## STATED PROBLEM
Copy every one of the records below word for word, without changing anything.

Pointing dataset records
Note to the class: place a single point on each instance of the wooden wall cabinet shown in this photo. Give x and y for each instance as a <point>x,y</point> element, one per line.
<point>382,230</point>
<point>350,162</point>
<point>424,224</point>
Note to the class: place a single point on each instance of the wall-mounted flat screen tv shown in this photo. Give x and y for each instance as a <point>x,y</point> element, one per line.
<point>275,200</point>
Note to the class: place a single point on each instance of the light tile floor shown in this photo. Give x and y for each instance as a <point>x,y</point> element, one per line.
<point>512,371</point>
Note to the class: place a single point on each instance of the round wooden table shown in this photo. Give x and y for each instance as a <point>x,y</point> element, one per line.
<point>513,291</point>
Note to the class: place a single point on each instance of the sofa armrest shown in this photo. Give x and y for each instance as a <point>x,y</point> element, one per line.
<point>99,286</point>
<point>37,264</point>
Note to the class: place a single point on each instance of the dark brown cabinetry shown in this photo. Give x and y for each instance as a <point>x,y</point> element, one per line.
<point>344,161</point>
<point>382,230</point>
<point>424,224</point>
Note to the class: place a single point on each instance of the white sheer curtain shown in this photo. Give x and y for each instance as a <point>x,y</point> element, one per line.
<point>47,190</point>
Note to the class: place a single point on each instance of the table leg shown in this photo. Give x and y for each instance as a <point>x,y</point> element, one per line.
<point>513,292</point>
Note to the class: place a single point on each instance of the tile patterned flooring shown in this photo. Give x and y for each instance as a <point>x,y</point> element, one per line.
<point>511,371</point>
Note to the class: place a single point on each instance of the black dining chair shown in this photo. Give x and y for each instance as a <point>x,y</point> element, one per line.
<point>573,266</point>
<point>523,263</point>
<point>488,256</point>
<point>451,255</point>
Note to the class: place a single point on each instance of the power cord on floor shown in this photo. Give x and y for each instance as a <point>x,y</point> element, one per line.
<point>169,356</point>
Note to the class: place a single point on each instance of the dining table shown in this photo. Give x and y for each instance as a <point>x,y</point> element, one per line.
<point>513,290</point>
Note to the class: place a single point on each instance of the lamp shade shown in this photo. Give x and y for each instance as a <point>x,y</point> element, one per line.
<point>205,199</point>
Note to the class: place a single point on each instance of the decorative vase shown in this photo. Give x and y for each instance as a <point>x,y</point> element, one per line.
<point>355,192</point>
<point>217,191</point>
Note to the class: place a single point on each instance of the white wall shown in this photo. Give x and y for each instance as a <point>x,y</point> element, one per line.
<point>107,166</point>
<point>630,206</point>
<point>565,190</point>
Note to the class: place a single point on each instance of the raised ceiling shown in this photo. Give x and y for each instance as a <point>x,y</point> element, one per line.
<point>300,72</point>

## EXERCISE OUTPUT
Note to the class: place a single point on each instance of the wooden wall cabinet shown in this photo. Give x and y for each instance as a <point>x,y</point> element, one per line.
<point>382,230</point>
<point>350,162</point>
<point>424,224</point>
Note to the class: place a single point on each instance of the wall-mounted flat screen tv shown in this photo. Give x and y for each instance as a <point>x,y</point> element, one per line.
<point>275,200</point>
Note to the class: place a single point on each instance of the light tile floor shown in this photo. Give x and y for each instance as a <point>x,y</point> element, one per line.
<point>512,371</point>
Note to the class: place a single point on each instance of the round wooden table shown in this photo. Give x and y for each instance as a <point>x,y</point> element, one per line.
<point>513,291</point>
Note to the class: place a single point on each instance of the sofa armrest shown in this photo. Give x and y for each instance as a <point>x,y</point> element, one per line.
<point>99,286</point>
<point>37,264</point>
Note to the class: place a single point on each instance of the dark brown cabinetry shown in this photo. Give x and y for each instance as a <point>x,y</point> element, one per line.
<point>344,161</point>
<point>382,230</point>
<point>424,224</point>
Note to the class: place a single point on each instance of the white sheer curtain shown in this photo. Give x and y for each instance as a <point>x,y</point> element, one per line.
<point>47,190</point>
Note to the class: place a single point on each instance of the table leg shown in this photo. Give x and y for each instance as a <point>x,y</point> element, one per line.
<point>513,292</point>
Note to the class: place a single point on each instance of the tile patterned flooring shown in this photo. Give x and y for each instance as a <point>x,y</point> element, one per line.
<point>511,371</point>
Note to the class: place a single point on each instance of the black dining chair shown in this photo. Give x and y for each instance as a <point>x,y</point> element, one per line.
<point>573,266</point>
<point>523,263</point>
<point>488,256</point>
<point>451,255</point>
Note to the class: place a single point on each instance of the power cord on floor shown in this photo. Give x and y for each instance as a <point>x,y</point> element, one per line.
<point>169,356</point>
Note to the class: place a single point on each instance of the dining table shown in this photo. Give x and y for each instance as a <point>x,y</point> element, one per line.
<point>513,290</point>
Note to the class: place a single point on each instance of the lamp shade shown in this photo. Give x and y for each instance as a <point>x,y</point> element, one per line.
<point>205,199</point>
Note to the class: place a single point on each instance of the decorative vase shown in this photo. Give x and y for each instance as a <point>x,y</point> element, one per line.
<point>355,192</point>
<point>217,191</point>
Note to the class: place a single point on each instance of the white wall shown in this photo. Give x and y for each instance as a <point>x,y</point> element, one per line.
<point>107,166</point>
<point>630,206</point>
<point>565,190</point>
Note to the class: place a single point on each instance of the raised ceiling shown in this photo. Give x and y for each instance as a <point>x,y</point> element, one per line.
<point>300,72</point>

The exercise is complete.